Begin

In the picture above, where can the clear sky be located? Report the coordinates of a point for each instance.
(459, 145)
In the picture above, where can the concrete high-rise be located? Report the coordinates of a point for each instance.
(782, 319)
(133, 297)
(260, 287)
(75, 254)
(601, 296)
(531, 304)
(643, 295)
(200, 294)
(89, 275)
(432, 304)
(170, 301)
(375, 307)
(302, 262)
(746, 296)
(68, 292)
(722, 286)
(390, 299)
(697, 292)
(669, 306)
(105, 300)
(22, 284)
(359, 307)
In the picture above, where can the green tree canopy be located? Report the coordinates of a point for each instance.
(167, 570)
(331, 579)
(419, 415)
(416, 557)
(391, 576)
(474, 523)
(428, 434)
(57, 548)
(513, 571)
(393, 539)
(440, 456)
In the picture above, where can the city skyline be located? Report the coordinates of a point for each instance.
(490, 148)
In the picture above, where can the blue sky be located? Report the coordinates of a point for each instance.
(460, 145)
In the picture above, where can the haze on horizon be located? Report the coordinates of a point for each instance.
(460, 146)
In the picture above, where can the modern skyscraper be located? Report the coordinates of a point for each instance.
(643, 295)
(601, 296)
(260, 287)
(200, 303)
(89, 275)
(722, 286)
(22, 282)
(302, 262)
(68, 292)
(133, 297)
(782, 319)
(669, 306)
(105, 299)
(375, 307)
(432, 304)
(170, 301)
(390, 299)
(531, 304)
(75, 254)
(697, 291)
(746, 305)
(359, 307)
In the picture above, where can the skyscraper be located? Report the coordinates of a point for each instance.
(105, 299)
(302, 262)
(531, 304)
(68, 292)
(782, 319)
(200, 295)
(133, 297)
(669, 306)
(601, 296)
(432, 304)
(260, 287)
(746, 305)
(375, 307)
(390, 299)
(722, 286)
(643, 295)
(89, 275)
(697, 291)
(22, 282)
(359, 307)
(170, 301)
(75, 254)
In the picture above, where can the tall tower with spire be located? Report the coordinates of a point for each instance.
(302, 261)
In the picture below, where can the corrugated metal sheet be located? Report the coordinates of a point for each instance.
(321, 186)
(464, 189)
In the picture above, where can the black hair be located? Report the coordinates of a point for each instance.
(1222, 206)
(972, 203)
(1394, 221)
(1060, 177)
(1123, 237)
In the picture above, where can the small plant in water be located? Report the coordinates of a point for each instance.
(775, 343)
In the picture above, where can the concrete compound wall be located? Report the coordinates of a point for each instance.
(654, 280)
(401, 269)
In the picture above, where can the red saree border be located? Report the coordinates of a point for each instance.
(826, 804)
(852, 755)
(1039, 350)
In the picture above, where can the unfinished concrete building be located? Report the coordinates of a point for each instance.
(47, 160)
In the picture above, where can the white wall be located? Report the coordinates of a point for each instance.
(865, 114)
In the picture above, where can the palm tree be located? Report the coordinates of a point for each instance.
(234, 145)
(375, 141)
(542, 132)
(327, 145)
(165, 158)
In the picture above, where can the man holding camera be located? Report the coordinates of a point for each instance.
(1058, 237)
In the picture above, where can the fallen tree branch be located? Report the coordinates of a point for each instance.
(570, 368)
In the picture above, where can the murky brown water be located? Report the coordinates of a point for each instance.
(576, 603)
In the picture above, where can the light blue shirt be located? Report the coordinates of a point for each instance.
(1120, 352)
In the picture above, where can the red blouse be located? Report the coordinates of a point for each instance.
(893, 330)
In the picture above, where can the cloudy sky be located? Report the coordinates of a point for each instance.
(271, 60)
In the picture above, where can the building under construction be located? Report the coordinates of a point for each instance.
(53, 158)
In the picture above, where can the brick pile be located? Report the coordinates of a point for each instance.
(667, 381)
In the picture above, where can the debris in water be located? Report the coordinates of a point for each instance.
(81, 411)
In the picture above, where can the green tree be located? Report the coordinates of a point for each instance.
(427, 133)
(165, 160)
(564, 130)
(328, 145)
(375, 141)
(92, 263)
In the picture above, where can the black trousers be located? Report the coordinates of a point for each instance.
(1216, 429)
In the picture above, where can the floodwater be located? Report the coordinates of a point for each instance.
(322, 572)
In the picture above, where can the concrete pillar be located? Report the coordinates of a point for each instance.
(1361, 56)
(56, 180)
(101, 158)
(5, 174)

End

◆ **What needs to be done**
Please format the lines of the records as a JSON list of strings, one string per line and no blank lines, starting at the line that contains "In the picture above, where can the murky" and ending at the last line of the records.

◆ **Result of this exercise**
[
  "In the picture above, where can the murky brown water be located? Report the coordinates of a point for each instance.",
  "(576, 603)",
  "In the picture above, where can the light blue shirt be located? Report the coordinates of a point for each instance.",
  "(1120, 352)",
  "In the picture above, where can the red blouse be located? Report the coordinates of a point for each instance.",
  "(893, 330)",
  "In the picture above, where can the cloudy sky be located? Report the coordinates of a point for each instance.",
  "(271, 60)",
  "In the picture above, where can the building under construction be located? Report the coordinates of a point for each instance.",
  "(53, 158)",
  "In the picture above, where can the brick pile be located? Report the coordinates of a point for each instance.",
  "(667, 381)",
  "In the picture above, where can the debris in water be located? Report the coordinates of a point for each instance.",
  "(81, 411)",
  "In the picture above, where can the green tree be located? Report the coordinates of a point for each instance.",
  "(427, 133)",
  "(165, 160)",
  "(564, 130)",
  "(328, 145)",
  "(375, 141)",
  "(92, 263)",
  "In the picture above, where can the black trousers be located? Report the coordinates of a point for each instance.",
  "(1216, 429)",
  "In the picture above, where can the floodwater be located? Report the coordinates of a point for each instance.",
  "(322, 572)",
  "In the picture above, where can the concrete pillar be located? Report the coordinates of a point for each instance.",
  "(1361, 56)",
  "(56, 180)",
  "(101, 158)",
  "(5, 174)"
]